Give again, word for word, each line below starting at the one that contains "One marker serves each instance of the green" and ending at the one that contains "One marker serves each instance of the man's".
○ ○ ○ ○
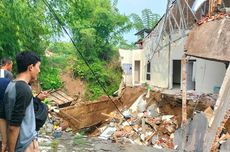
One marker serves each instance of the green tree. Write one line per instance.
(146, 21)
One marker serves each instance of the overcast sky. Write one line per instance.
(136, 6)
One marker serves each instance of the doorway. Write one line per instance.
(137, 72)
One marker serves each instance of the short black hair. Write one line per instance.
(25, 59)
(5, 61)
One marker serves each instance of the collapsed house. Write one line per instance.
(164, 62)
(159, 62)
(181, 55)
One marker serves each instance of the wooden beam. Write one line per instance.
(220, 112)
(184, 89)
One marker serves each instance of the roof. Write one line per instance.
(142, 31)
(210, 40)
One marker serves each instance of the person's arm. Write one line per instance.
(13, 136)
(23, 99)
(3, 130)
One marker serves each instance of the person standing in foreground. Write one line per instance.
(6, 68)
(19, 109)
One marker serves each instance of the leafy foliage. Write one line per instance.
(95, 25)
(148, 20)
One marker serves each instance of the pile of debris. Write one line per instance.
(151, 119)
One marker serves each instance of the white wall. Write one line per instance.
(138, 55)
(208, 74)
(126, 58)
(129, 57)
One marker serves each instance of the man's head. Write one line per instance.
○ ○ ○ ○
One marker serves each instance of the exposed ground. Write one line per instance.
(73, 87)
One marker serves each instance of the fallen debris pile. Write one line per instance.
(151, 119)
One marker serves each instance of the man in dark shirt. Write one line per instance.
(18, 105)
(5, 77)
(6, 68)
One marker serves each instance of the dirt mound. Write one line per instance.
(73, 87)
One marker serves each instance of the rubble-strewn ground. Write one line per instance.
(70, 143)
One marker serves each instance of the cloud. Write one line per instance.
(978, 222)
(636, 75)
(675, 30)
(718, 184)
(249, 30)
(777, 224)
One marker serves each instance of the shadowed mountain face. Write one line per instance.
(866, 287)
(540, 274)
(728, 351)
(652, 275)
○ ○ ○ ○
## Task output:
One marker serves each instance of the green tree. Write one line per instance.
(146, 21)
One marker serves each instance of the overcast sky. Write one line per instance.
(136, 6)
One marker serves each instance of the doorway. Write one line per instance.
(137, 72)
One marker serves each instance of the short black hair. Write one line per instance.
(25, 59)
(5, 61)
One marker serves each instance of the collapsed house. Write one line per instance.
(164, 62)
(159, 62)
(181, 55)
One marker serves each instance of the wooden beam. Write one line per instance.
(220, 112)
(184, 89)
One marker serves each instance of the roof. Write one line per instance.
(142, 31)
(210, 40)
One marker serves each instance of the person's arm. Write one line per instance.
(13, 136)
(23, 99)
(3, 130)
One marker serves each instance of the person standing in foreground. Write one line per instance.
(6, 68)
(19, 109)
One marker serves each instance of the leafy foliage. Write one line per instance.
(95, 25)
(148, 20)
One marker serves each instance of the pile of debris. Write one line per instance.
(151, 119)
One marker serves each instance of the white wall. Write one line per instance.
(138, 55)
(208, 74)
(126, 58)
(129, 57)
One marker serves each instance of the man's head. Write one line per instance.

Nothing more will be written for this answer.